(Instruction):
Rewrite the material below, switching "shingle roof" to "tile roof" everywhere and leaving everything else as it is.

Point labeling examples
==*==

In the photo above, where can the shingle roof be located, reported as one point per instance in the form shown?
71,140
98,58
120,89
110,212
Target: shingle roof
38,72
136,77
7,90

==*==

(Problem solution):
In the photo above, where can the tile roof be located, reported as one point per instance in the form shown?
71,140
98,58
120,89
110,212
Target: tile roof
38,72
136,77
7,90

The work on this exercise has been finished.